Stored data

::::

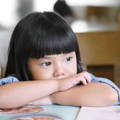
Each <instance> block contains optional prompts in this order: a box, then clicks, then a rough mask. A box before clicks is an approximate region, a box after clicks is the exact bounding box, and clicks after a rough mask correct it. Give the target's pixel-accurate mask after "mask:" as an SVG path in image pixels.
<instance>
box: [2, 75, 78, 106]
mask: <svg viewBox="0 0 120 120" xmlns="http://www.w3.org/2000/svg"><path fill="white" fill-rule="evenodd" d="M79 78H80V75H79V74H78V75H75V76H72V77H70V78H64V79H61V80H37V81H26V82H15V83H9V84H6V85H2V86H0V108H15V107H20V106H23V105H25V104H28V103H31V102H34V101H36V100H39V99H41V98H44V97H46V96H49V95H50V94H52V93H54V92H58V91H64V90H67V89H70V88H71V87H73V86H75V85H76V84H78V83H79V82H80V79H79Z"/></svg>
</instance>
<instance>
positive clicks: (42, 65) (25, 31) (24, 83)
mask: <svg viewBox="0 0 120 120" xmlns="http://www.w3.org/2000/svg"><path fill="white" fill-rule="evenodd" d="M5 76H6V78H4V79H2V80H1V83H2V84H4V85H2V86H1V87H0V108H15V107H20V106H23V105H26V104H33V105H36V104H40V105H43V104H62V105H74V106H106V105H112V104H114V103H116V102H117V101H118V100H120V99H119V96H120V95H119V93H120V92H119V88H118V87H117V86H116V85H115V84H114V83H112V82H111V81H109V80H107V79H105V78H97V77H95V76H93V75H91V74H90V73H87V72H84V71H83V68H82V66H81V59H80V54H79V48H78V44H77V40H76V36H75V34H74V33H73V31H72V30H71V28H70V27H69V25H68V24H67V23H66V22H65V21H64V20H63V19H62V18H61V17H60V16H58V15H57V14H55V13H52V12H44V13H39V12H36V13H32V14H30V15H28V16H26V17H25V18H23V19H22V20H21V21H20V22H19V23H18V24H17V26H16V28H15V29H14V31H13V34H12V37H11V41H10V48H9V56H8V62H7V68H6V74H5ZM7 76H8V77H7ZM7 83H10V84H7Z"/></svg>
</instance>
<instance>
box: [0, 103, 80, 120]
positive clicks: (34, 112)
mask: <svg viewBox="0 0 120 120" xmlns="http://www.w3.org/2000/svg"><path fill="white" fill-rule="evenodd" d="M79 109H80V108H79V107H74V106H62V105H45V106H24V107H21V108H17V109H7V110H0V120H75V118H76V116H77V114H78V112H79Z"/></svg>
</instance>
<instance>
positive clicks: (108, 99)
mask: <svg viewBox="0 0 120 120" xmlns="http://www.w3.org/2000/svg"><path fill="white" fill-rule="evenodd" d="M105 101H107V104H108V105H113V104H115V103H116V102H117V101H118V94H117V91H116V90H114V89H112V90H110V91H109V93H108V95H107V97H106V100H105Z"/></svg>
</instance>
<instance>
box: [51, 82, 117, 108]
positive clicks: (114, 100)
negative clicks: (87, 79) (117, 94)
mask: <svg viewBox="0 0 120 120" xmlns="http://www.w3.org/2000/svg"><path fill="white" fill-rule="evenodd" d="M51 99H52V101H53V103H57V104H62V105H75V106H107V105H112V104H114V103H115V102H116V101H117V100H118V95H117V92H116V91H115V90H114V89H113V88H112V87H110V86H109V85H107V84H104V83H90V84H88V85H86V86H83V85H81V86H76V87H74V88H71V89H70V90H67V91H64V92H57V93H54V94H52V95H51Z"/></svg>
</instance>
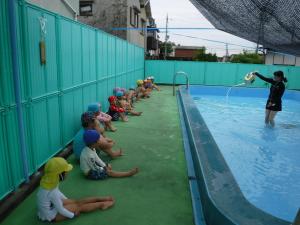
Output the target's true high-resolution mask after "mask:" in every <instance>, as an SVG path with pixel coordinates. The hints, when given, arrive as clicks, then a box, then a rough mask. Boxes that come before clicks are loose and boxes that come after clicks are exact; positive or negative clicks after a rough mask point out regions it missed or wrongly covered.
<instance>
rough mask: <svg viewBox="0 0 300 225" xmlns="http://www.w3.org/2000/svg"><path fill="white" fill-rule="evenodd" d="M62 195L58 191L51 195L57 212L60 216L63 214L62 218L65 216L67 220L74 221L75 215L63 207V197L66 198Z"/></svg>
mask: <svg viewBox="0 0 300 225" xmlns="http://www.w3.org/2000/svg"><path fill="white" fill-rule="evenodd" d="M61 194H62V193H61V192H60V191H59V190H58V189H56V190H53V191H52V192H51V194H50V200H51V202H52V203H53V205H54V207H55V209H56V210H57V212H58V213H59V214H61V215H62V216H65V217H67V218H70V219H72V218H73V217H74V216H75V214H74V213H73V212H71V211H69V210H67V209H66V208H65V207H64V206H63V201H62V198H61V197H65V196H64V195H63V194H62V195H61Z"/></svg>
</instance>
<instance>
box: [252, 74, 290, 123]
mask: <svg viewBox="0 0 300 225" xmlns="http://www.w3.org/2000/svg"><path fill="white" fill-rule="evenodd" d="M253 74H254V75H255V76H257V77H259V78H260V79H262V80H264V81H266V82H268V83H270V84H271V88H270V94H269V97H268V101H267V104H266V116H265V124H266V125H271V126H272V127H274V126H275V122H274V118H275V116H276V114H277V112H278V111H281V110H282V107H281V98H282V96H283V93H284V91H285V85H284V83H283V82H285V83H286V82H287V79H286V78H285V77H284V74H283V72H282V71H276V72H274V78H273V79H272V78H267V77H264V76H263V75H261V74H259V73H258V72H254V73H253Z"/></svg>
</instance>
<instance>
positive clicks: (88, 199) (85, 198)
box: [76, 196, 114, 205]
mask: <svg viewBox="0 0 300 225" xmlns="http://www.w3.org/2000/svg"><path fill="white" fill-rule="evenodd" d="M107 201H114V199H113V197H111V196H106V197H90V198H84V199H79V200H77V201H76V202H77V204H79V205H84V204H88V203H95V202H107Z"/></svg>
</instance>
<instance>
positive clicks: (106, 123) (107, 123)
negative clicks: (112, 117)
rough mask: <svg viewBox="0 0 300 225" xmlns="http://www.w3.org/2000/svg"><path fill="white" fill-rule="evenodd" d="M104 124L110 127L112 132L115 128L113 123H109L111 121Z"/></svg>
mask: <svg viewBox="0 0 300 225" xmlns="http://www.w3.org/2000/svg"><path fill="white" fill-rule="evenodd" d="M105 126H106V127H107V128H108V129H110V130H111V131H112V132H115V131H116V130H117V128H114V127H113V125H112V124H111V121H107V122H105Z"/></svg>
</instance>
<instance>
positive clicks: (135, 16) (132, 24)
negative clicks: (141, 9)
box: [130, 7, 140, 27]
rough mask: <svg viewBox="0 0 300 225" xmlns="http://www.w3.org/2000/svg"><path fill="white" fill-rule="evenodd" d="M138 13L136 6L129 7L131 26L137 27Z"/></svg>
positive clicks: (138, 17) (138, 15) (138, 24)
mask: <svg viewBox="0 0 300 225" xmlns="http://www.w3.org/2000/svg"><path fill="white" fill-rule="evenodd" d="M139 13H140V11H139V10H137V9H136V7H130V24H131V25H132V26H133V27H139Z"/></svg>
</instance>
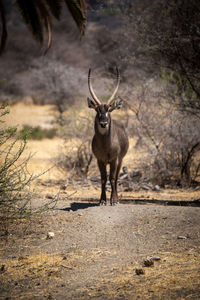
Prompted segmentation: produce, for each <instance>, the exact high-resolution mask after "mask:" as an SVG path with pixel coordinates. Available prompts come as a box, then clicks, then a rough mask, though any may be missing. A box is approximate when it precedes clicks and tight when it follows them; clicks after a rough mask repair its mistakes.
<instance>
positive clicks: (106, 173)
mask: <svg viewBox="0 0 200 300" xmlns="http://www.w3.org/2000/svg"><path fill="white" fill-rule="evenodd" d="M97 163H98V167H99V171H100V173H101V198H100V201H99V204H100V205H106V182H107V171H106V164H105V163H103V162H102V161H100V160H98V161H97Z"/></svg>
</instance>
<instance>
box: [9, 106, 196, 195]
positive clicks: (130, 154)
mask: <svg viewBox="0 0 200 300" xmlns="http://www.w3.org/2000/svg"><path fill="white" fill-rule="evenodd" d="M66 113H67V114H69V112H66ZM55 114H56V112H55V108H54V106H53V105H45V106H40V105H25V104H23V103H18V104H16V105H14V106H12V107H11V112H10V114H9V115H7V116H6V117H5V121H6V123H7V125H16V124H19V126H20V127H22V126H23V125H25V124H28V125H31V126H38V125H41V124H43V126H44V127H48V126H49V125H51V123H52V121H53V120H55ZM119 114H120V112H116V113H115V117H119ZM82 115H83V112H82ZM135 143H136V139H135V138H130V147H129V151H128V153H127V155H126V156H125V158H124V161H123V165H126V166H127V167H128V169H129V170H132V169H135V168H137V167H139V163H140V158H141V157H143V158H145V156H146V155H147V153H145V152H144V150H142V149H135V147H134V146H135ZM79 145H80V140H79V139H78V138H70V139H69V140H68V141H67V142H65V144H64V142H63V140H62V139H60V138H54V139H51V140H49V139H44V140H41V141H35V140H29V141H28V145H27V148H26V151H25V153H24V155H23V157H22V159H23V158H24V157H27V156H28V155H29V154H30V153H31V154H33V157H32V158H31V160H30V162H29V165H28V170H29V172H30V173H31V174H39V173H43V172H44V171H46V170H48V169H49V171H48V172H45V173H44V174H43V175H42V176H41V180H42V181H48V180H63V179H67V177H69V176H70V174H66V173H64V172H63V171H61V170H60V169H58V168H56V167H55V162H56V158H57V157H58V156H59V155H60V153H63V152H64V148H65V149H66V148H68V149H69V152H71V151H76V150H77V148H78V146H79ZM92 172H93V175H95V174H99V173H98V170H97V168H96V169H95V170H92ZM89 175H90V174H89ZM34 187H36V192H39V193H46V191H45V188H44V187H41V186H38V184H37V182H35V183H34ZM74 190H75V191H76V197H83V198H88V195H91V196H90V197H89V198H91V197H94V198H99V190H96V188H95V187H93V186H92V185H91V186H90V187H89V189H87V188H85V189H82V187H81V188H80V187H78V186H69V187H68V189H67V195H70V194H71V193H72V192H74ZM48 192H49V193H57V192H58V187H55V186H52V187H49V189H48ZM120 197H123V198H133V199H134V198H136V199H137V198H140V199H152V198H154V199H163V200H194V199H198V198H199V197H200V191H199V190H196V191H194V190H188V189H179V190H173V189H168V190H164V191H161V192H159V193H157V192H153V191H140V192H123V195H122V194H121V195H120Z"/></svg>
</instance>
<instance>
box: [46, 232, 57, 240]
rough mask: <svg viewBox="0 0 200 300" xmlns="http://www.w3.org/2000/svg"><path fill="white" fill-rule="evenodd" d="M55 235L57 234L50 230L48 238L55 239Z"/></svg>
mask: <svg viewBox="0 0 200 300" xmlns="http://www.w3.org/2000/svg"><path fill="white" fill-rule="evenodd" d="M54 236H55V234H54V232H51V231H49V232H48V233H47V239H53V238H54Z"/></svg>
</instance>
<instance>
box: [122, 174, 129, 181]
mask: <svg viewBox="0 0 200 300" xmlns="http://www.w3.org/2000/svg"><path fill="white" fill-rule="evenodd" d="M128 177H129V176H128V174H122V175H120V179H121V180H124V179H128Z"/></svg>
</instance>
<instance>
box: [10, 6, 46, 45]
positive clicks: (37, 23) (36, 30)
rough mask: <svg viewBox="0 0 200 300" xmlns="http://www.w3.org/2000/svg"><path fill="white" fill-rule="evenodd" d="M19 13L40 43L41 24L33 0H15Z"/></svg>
mask: <svg viewBox="0 0 200 300" xmlns="http://www.w3.org/2000/svg"><path fill="white" fill-rule="evenodd" d="M16 4H17V6H18V8H19V10H20V13H21V15H22V17H23V19H24V21H25V23H26V24H27V25H28V27H29V29H30V30H31V32H32V34H33V35H34V37H35V38H36V39H37V40H38V41H39V42H40V43H41V44H42V42H43V25H42V21H41V18H40V15H39V12H38V9H37V5H36V1H34V0H28V1H27V0H16Z"/></svg>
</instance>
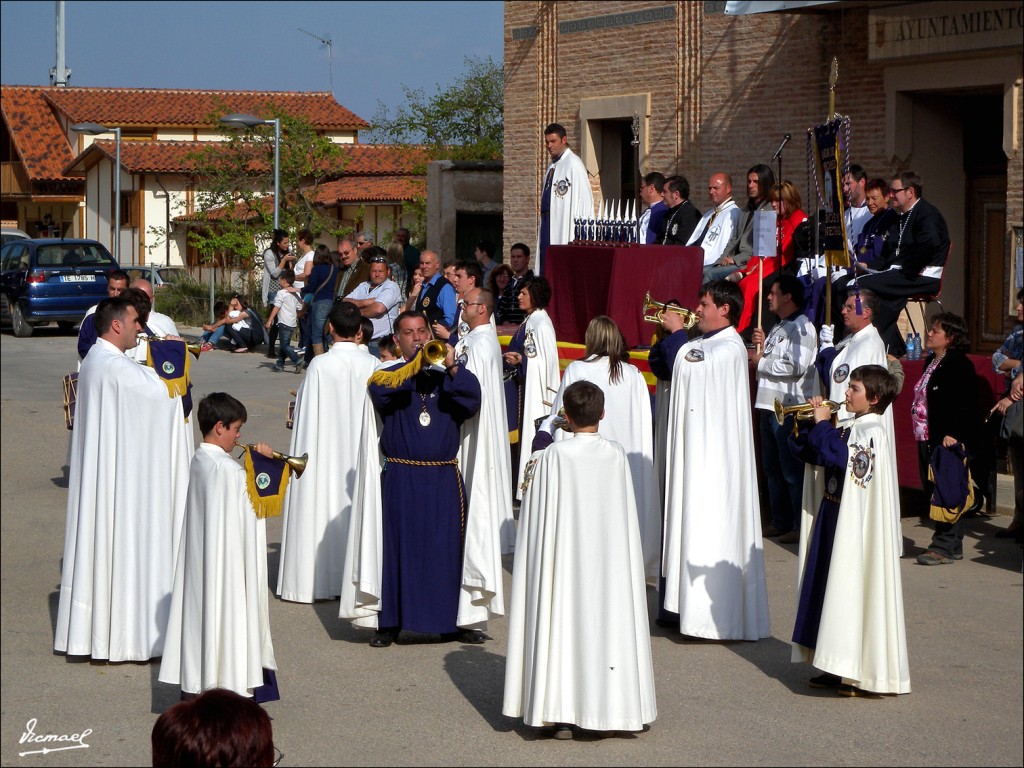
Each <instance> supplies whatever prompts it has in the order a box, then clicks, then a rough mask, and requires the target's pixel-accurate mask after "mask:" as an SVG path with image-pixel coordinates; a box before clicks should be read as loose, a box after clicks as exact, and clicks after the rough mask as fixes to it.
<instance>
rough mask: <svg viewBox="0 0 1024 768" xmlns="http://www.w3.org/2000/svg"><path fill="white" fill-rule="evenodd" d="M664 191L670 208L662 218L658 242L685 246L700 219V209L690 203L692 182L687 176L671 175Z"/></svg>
mask: <svg viewBox="0 0 1024 768" xmlns="http://www.w3.org/2000/svg"><path fill="white" fill-rule="evenodd" d="M663 191H664V194H665V203H666V205H668V206H669V210H668V211H666V214H665V218H664V219H663V220H662V228H660V230H659V234H660V238H659V239H658V241H657V242H658V243H660V244H663V245H666V246H685V245H686V241H688V240H689V239H690V236H691V234H693V230H694V229H695V228H696V225H697V222H698V221H699V220H700V211H698V210H697V207H696V206H695V205H693V204H692V203H690V182H689V181H687V180H686V176H669V178H667V179H666V180H665V186H664V189H663Z"/></svg>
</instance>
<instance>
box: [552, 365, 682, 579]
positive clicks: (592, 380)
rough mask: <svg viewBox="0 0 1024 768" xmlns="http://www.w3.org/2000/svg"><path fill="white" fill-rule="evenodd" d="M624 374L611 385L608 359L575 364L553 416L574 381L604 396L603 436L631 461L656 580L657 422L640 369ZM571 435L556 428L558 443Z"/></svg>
mask: <svg viewBox="0 0 1024 768" xmlns="http://www.w3.org/2000/svg"><path fill="white" fill-rule="evenodd" d="M620 371H621V374H622V376H621V378H620V380H618V381H617V382H615V383H614V384H612V383H611V381H610V380H609V378H608V377H609V373H608V358H607V357H597V358H587V359H585V360H575V361H573V362H570V364H569V365H568V367H567V368H566V369H565V372H564V373H563V374H562V384H561V387H559V389H558V394H557V395H556V396H555V401H554V404H553V406H552V408H551V413H552V414H557V413H558V410H559V409H560V408H561V407H562V395H563V393H564V392H565V387H567V386H568V385H569V384H572V383H573V382H577V381H589V382H591V383H593V384H596V385H597V386H599V387H600V388H601V391H603V392H604V418H603V419H602V420H601V423H600V425H599V427H598V432H599V433H600V434H601V436H603V437H605V438H607V439H609V440H614V441H615V442H617V443H618V444H621V445H622V446H623V449H624V450H625V451H626V456H627V457H628V458H629V463H630V472H631V474H632V477H633V493H634V496H635V497H636V509H637V520H638V522H639V524H640V542H641V544H642V545H643V560H644V572H645V573H646V575H647V578H648V579H656V578H657V575H658V567H659V565H660V562H662V500H660V492H659V490H658V486H657V477H656V476H655V474H654V425H653V421H654V419H653V415H652V414H651V407H650V390H648V389H647V382H646V381H644V378H643V374H641V373H640V371H639V370H638V369H637V368H636V366H632V365H630V364H628V362H624V364H623V365H622V367H621V368H620ZM570 436H571V434H570V433H569V432H566V431H565V430H562V429H558V430H555V439H556V440H564V439H568V438H569V437H570Z"/></svg>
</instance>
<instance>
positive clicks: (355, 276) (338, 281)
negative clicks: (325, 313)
mask: <svg viewBox="0 0 1024 768" xmlns="http://www.w3.org/2000/svg"><path fill="white" fill-rule="evenodd" d="M338 259H339V260H340V261H341V274H339V275H338V292H337V296H338V298H339V299H343V298H345V297H346V296H348V294H350V293H351V292H352V291H354V290H355V289H356V287H357V286H359V285H360V284H362V283H365V282H366V281H367V280H369V279H370V264H368V263H367V262H366V261H364V260H362V259H360V258H359V252H358V251H357V250H356V249H355V246H354V245H353V244H352V241H350V240H343V241H341V245H339V246H338Z"/></svg>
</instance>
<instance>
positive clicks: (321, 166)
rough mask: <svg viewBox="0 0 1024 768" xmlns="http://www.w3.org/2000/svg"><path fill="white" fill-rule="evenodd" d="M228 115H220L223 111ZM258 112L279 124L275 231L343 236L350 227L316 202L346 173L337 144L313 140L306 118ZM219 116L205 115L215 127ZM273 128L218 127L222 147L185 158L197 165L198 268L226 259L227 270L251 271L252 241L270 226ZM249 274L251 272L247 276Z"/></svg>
mask: <svg viewBox="0 0 1024 768" xmlns="http://www.w3.org/2000/svg"><path fill="white" fill-rule="evenodd" d="M225 114H226V111H225ZM263 114H267V115H270V116H271V117H275V118H280V119H281V147H280V186H281V202H280V209H279V218H280V226H281V227H282V228H283V229H287V230H289V231H291V232H295V231H296V230H298V229H301V228H305V227H308V228H309V229H310V230H311V231H313V232H314V233H316V234H317V236H321V234H326V233H330V234H333V236H335V237H338V238H341V237H344V236H345V234H347V233H348V228H347V227H343V226H342V225H341V222H340V221H338V220H337V219H335V218H334V217H332V216H329V215H328V214H327V212H326V211H325V209H324V208H323V207H321V206H317V205H316V204H315V198H316V191H317V189H318V187H319V186H321V184H323V183H324V182H325V181H329V180H331V179H332V178H335V177H337V175H338V174H339V173H340V172H341V171H342V170H343V169H344V167H345V163H346V154H345V151H344V148H343V147H342V145H340V144H337V143H335V142H333V141H331V140H330V139H329V138H327V137H325V136H323V135H321V134H318V133H317V132H316V130H315V129H314V128H313V127H312V125H311V124H310V123H309V121H308V120H306V119H305V118H299V117H293V116H290V115H287V114H285V113H283V112H281V111H280V110H276V109H274V108H273V106H272V105H270V104H267V106H266V108H265V110H264V111H263ZM220 117H221V115H215V116H212V117H211V120H212V121H213V122H217V121H218V120H219V118H220ZM273 151H274V141H273V126H272V125H264V126H258V127H256V128H250V129H246V130H234V129H229V128H225V129H224V140H223V141H211V142H208V145H206V146H204V147H203V148H201V150H198V151H197V152H195V153H193V154H191V155H190V156H189V159H190V161H191V162H193V163H194V164H195V166H194V173H195V178H196V197H195V213H194V216H195V218H196V219H197V220H198V221H199V222H200V224H201V225H200V226H199V227H195V228H191V229H189V232H188V241H189V244H190V245H193V246H194V247H195V248H196V249H197V250H198V251H199V254H200V258H201V260H202V261H203V262H204V263H213V262H214V261H215V260H217V259H224V260H225V265H226V263H230V264H231V265H232V266H237V267H241V268H243V269H249V268H250V267H252V266H253V263H254V257H255V256H256V254H257V249H258V245H257V244H258V243H265V242H268V241H269V236H270V230H271V229H272V227H273ZM250 273H251V272H250Z"/></svg>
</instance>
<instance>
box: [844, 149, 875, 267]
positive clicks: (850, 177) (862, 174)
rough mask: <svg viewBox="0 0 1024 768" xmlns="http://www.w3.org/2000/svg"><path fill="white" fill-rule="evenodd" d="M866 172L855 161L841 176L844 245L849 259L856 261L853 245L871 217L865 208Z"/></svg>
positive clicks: (854, 245) (866, 177) (863, 169)
mask: <svg viewBox="0 0 1024 768" xmlns="http://www.w3.org/2000/svg"><path fill="white" fill-rule="evenodd" d="M866 186H867V174H866V173H864V169H863V168H861V167H860V166H859V165H857V164H856V163H851V164H850V170H849V171H847V173H846V175H845V176H843V195H844V197H845V198H846V210H845V211H843V219H844V223H845V224H846V245H847V249H848V250H849V252H850V259H851V261H856V260H857V259H856V254H855V253H854V246H855V245H856V244H857V238H859V237H860V230H861V229H863V228H864V224H865V223H867V220H868V219H869V218H871V212H870V211H869V210H868V209H867V189H866Z"/></svg>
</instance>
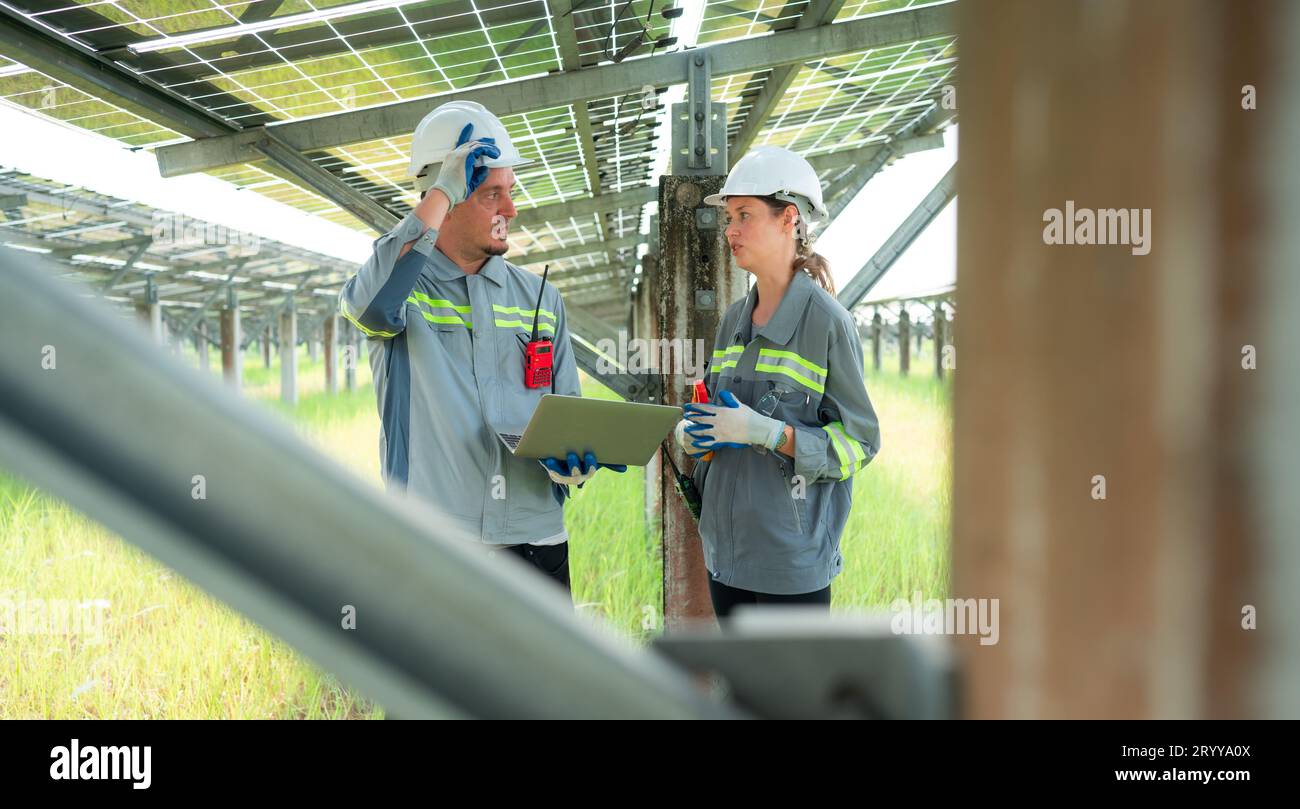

::::

**Prompt**
In the entries above, find the line holding "Prompted segmentation: produce, for" and the line holding "box: [9, 106, 196, 195]"; print both of them and every line between, exactly, and nothing else.

**Task output**
Prompted segmentation: produce, for each <instance>, the exact high-resolution mask after "mask:" as an SVG path with pixel coordinates. Available prompts come as a box, then clicks, then a rough mask, though any may be missing. A box is approximate when it precedes clicks and tight when it follows them; clicks after a rough mask repair its mistakes.
<instance>
positive clicks: (106, 173)
mask: <svg viewBox="0 0 200 300" xmlns="http://www.w3.org/2000/svg"><path fill="white" fill-rule="evenodd" d="M97 163H98V167H99V171H100V173H101V198H100V201H99V204H100V205H106V182H107V171H106V164H105V163H103V162H102V161H100V160H98V161H97Z"/></svg>
</instance>
<instance>
box: [9, 106, 196, 195]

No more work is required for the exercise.